*** RECORDS FOR THE TASK Section Begins ***

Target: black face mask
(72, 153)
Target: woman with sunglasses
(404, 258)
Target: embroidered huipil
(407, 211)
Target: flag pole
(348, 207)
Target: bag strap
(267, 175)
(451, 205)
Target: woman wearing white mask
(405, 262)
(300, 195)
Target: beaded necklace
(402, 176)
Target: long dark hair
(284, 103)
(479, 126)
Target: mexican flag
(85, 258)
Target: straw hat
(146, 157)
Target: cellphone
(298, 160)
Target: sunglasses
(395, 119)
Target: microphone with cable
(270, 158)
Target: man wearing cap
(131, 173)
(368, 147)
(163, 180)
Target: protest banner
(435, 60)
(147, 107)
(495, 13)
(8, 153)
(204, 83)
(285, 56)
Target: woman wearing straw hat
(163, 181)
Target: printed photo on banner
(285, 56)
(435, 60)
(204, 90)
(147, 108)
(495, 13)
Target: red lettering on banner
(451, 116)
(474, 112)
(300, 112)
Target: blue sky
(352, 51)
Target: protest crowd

*** RECORDS FOR THE TASK Section Ends ***
*** RECORDS FOR THE TASK Section Begins ***

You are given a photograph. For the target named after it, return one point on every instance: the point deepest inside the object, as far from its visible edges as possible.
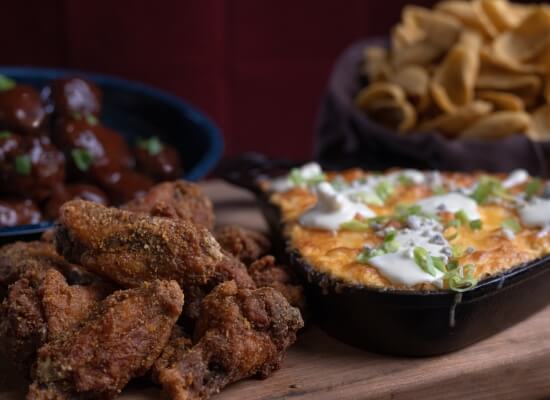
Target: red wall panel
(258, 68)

*** RECORDS FOR THE TASK Section Ends ***
*** RECORDS FOR THE TASK Section Begins ***

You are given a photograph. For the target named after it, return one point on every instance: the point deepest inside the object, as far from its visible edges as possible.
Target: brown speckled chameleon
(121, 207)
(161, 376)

*** RECORDS FOR THE TASK Section Ends ***

▶ [BRIEF]
In the data above, retype exactly and only the lines between the one holding "Target: embroidered huipil" and the one holding "Target: protest crowd", inclusive.

▶ [SOLUTION TO THE EXERCISE]
Target: embroidered huipil
(407, 211)
Target: flag pole
(348, 207)
Target: bag strap
(267, 175)
(451, 205)
Target: woman wearing white mask
(405, 262)
(300, 195)
Target: beaded necklace
(402, 176)
Target: long dark hair
(284, 103)
(479, 126)
Target: mexican flag
(85, 258)
Target: straw hat
(146, 157)
Target: cellphone
(298, 160)
Target: sunglasses
(395, 119)
Target: microphone with cable
(270, 158)
Target: man wearing cap
(131, 173)
(368, 147)
(163, 180)
Target: protest banner
(435, 60)
(147, 107)
(495, 13)
(8, 153)
(204, 83)
(285, 56)
Target: woman wearing straw hat
(163, 181)
Target: printed photo on banner
(285, 56)
(435, 60)
(204, 90)
(147, 108)
(495, 13)
Target: red lettering on banner
(451, 116)
(474, 112)
(300, 112)
Target: blue sky
(352, 51)
Target: protest crowd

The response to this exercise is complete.